▸ TEXT SEGMENT
SECTION 6. PERFORMANCE UNITS.
(A) Performance units may be awarded by the Committee to
participants from time to time at its discretion. Such units shall have
defined terms and conditions as to their value and the basis on which
such values will be determined.
(B) Performance units may be awarded in lieu of, or in
combination with, any other Awards, as the Committee may determine.
Performance standards shall be established by the Committee each time
performance units are granted and, except as provided in Section 6(D)
below, these standards must be met during the continuance of the
participant's employment with (or service as a non-employee director
of) the Company or one of its subsidiaries and prior to the making of
any payment with respect to such units.
(C) Performance units shall be assigned a value by the
Committee upon the award of such units.

▸ TASKS TO COMPLETE
1 - Revise the performance units section by giving it again from "below, these standards" up to and including "to such units.", with "subsidiaries" changed to "affiliates".
2 - Using the performance units section, answer these:
(a) Who may award performance units to participants?
(b) When are performance standards established?
(c) At what point are performance units assigned a value?
The data has nothing to do with the performance units section.

▸ DATA SHOWN

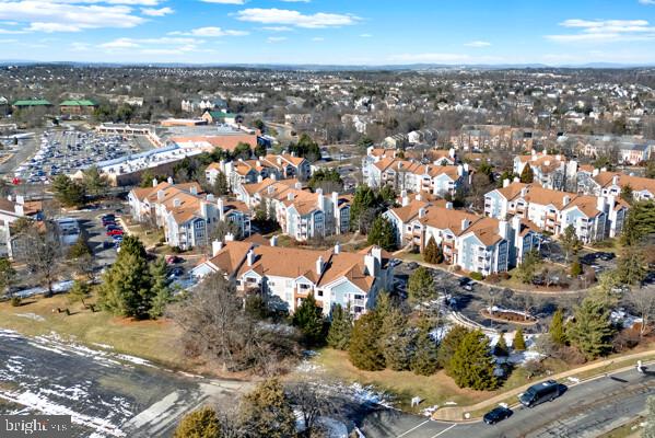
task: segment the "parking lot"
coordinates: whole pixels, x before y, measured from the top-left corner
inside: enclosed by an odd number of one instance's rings
[[[47,184],[52,176],[70,175],[101,161],[140,152],[145,147],[122,136],[48,130],[42,135],[36,153],[15,169],[14,176],[31,184]]]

▸ LIST OF SOLUTIONS
1 -
below, these standards must be met during the continuance of the
participant's employment with (or service as a non-employee director
of) the Company or one of its affiliates and prior to the making of
any payment with respect to such units.

2 -
(a) The Committee
(b) Each time performance units are granted
(c) Upon the award of the units